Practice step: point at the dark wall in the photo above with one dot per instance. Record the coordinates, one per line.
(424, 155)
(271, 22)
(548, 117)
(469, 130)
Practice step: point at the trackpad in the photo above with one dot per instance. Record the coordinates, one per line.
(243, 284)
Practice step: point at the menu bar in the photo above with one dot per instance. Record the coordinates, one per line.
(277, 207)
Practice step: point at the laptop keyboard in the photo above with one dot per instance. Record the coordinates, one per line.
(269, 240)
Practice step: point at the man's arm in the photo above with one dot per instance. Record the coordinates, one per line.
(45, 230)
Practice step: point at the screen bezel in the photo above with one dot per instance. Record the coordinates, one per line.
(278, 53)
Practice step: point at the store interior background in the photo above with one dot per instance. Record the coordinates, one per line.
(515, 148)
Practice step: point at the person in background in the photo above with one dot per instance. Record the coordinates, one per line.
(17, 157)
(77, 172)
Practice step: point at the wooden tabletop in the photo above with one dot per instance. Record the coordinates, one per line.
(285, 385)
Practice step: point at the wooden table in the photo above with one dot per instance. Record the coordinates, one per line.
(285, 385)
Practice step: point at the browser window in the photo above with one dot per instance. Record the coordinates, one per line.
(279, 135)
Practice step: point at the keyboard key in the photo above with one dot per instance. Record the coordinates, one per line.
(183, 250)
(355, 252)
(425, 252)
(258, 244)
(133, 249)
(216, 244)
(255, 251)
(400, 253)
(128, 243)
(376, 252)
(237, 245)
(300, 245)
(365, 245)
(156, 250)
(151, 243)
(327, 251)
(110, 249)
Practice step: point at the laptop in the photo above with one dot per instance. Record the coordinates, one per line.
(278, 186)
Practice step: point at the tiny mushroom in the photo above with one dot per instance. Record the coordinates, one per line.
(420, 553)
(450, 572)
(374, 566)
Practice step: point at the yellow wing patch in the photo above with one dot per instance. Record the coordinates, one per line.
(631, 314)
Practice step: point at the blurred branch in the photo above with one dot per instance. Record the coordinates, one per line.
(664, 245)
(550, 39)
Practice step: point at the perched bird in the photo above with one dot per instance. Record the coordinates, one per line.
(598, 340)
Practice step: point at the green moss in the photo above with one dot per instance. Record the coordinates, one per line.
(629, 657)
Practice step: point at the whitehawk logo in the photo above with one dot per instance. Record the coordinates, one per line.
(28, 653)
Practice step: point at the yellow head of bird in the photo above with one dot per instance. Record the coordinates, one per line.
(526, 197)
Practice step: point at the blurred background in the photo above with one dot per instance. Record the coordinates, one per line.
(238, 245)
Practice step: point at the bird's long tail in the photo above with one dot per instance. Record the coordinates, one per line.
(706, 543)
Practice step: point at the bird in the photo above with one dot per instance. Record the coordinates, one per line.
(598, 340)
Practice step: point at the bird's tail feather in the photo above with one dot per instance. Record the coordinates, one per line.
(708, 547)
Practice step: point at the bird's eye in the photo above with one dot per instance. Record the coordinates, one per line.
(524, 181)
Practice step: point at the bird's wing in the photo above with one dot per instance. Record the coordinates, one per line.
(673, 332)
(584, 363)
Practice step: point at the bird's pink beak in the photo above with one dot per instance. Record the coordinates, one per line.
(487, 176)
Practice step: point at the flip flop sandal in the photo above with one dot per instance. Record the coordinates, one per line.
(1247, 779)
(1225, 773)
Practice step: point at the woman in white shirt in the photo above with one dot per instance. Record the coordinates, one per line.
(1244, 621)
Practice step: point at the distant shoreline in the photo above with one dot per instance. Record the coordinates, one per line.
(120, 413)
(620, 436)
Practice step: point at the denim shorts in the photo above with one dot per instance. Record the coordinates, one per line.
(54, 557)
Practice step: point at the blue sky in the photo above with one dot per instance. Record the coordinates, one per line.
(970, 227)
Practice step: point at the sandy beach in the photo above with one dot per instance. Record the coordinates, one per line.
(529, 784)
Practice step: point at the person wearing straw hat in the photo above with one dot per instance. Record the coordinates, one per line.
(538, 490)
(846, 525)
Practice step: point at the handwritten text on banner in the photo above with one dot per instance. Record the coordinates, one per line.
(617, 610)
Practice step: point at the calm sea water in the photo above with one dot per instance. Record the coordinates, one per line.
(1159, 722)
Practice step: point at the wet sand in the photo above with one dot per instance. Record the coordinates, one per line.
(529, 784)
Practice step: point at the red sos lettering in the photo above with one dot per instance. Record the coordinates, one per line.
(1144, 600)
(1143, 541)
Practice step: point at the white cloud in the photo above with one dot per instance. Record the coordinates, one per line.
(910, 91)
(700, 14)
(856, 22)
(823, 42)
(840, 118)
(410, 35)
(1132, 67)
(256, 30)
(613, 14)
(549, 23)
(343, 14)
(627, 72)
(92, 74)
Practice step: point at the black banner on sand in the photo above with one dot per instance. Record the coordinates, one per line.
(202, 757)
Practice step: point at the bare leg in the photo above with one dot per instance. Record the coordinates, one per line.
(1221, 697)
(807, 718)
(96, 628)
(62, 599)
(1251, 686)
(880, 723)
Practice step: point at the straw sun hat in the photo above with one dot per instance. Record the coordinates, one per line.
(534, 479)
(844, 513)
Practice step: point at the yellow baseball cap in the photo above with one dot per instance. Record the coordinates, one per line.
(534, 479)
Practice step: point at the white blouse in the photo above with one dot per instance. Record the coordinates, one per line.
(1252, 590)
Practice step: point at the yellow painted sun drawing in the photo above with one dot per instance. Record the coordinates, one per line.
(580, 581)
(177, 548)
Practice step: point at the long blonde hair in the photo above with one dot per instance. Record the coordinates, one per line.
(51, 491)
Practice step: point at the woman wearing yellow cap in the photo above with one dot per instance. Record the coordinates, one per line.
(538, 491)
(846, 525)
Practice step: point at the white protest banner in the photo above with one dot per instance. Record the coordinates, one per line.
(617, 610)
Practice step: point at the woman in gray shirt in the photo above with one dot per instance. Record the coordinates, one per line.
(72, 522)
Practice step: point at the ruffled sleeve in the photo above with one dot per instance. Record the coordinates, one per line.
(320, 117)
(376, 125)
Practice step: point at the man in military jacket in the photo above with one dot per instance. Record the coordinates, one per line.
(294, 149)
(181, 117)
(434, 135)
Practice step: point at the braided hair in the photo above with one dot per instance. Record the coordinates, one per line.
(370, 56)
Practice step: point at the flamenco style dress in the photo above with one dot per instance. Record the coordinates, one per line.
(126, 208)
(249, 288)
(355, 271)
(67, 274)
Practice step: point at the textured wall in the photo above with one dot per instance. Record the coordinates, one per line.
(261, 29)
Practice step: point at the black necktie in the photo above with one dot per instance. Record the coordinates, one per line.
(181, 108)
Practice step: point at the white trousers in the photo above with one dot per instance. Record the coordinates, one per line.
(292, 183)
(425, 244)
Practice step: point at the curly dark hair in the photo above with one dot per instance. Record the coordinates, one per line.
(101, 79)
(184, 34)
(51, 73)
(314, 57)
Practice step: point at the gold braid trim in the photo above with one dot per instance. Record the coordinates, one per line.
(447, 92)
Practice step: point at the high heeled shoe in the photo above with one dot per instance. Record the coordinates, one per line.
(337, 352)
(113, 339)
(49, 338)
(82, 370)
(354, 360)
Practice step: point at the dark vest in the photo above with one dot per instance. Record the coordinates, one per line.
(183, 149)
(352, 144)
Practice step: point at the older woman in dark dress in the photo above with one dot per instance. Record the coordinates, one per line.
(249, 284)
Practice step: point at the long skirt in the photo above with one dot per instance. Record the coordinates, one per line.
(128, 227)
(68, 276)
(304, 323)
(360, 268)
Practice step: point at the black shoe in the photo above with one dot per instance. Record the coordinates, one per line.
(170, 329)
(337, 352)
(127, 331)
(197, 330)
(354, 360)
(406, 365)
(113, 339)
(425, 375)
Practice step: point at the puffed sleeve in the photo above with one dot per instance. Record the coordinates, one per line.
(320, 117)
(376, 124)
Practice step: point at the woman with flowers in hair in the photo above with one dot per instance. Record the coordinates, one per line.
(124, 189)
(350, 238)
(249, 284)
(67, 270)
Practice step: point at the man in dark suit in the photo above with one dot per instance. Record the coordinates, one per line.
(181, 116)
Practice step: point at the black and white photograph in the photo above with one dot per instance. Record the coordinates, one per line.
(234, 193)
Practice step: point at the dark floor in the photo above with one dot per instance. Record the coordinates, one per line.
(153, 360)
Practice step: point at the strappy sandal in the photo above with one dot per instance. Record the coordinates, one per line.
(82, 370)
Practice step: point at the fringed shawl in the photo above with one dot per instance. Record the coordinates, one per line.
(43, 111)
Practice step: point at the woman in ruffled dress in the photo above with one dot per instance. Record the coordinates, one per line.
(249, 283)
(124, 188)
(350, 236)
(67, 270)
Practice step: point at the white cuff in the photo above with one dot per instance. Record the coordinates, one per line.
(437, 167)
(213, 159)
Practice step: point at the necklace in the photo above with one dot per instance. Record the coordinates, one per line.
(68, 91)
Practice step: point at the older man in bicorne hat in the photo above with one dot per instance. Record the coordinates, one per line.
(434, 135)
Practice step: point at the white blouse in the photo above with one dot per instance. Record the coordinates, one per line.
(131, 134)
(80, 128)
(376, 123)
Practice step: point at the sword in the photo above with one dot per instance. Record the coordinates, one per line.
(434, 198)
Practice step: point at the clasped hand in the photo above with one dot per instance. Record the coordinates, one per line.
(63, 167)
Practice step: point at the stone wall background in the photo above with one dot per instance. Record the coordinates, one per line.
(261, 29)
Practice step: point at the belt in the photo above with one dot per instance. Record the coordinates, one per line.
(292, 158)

-*-*-

_DESCRIPTION OF THE TASK_
Please give a word-for-word repetition of the lines from the one containing "Practice step: point at the sword" through the last line of the data above, including both, and nothing besides.

_ANSWER TO THIS PROBLEM_
Practice step: point at the sword in the photo above with one dot per instance. Record the coordinates, one per line.
(434, 198)
Practice step: point at the clasped hand in the photo above with one dot per instance. Record the coordinates, one per line.
(63, 167)
Practice step: point at the stone wall background in the photo above with one dot per instance. Record the coordinates, one per line.
(261, 29)
Practice step: point at the belt in the photo above with one dot per instance. Record the coordinates, one per line.
(292, 158)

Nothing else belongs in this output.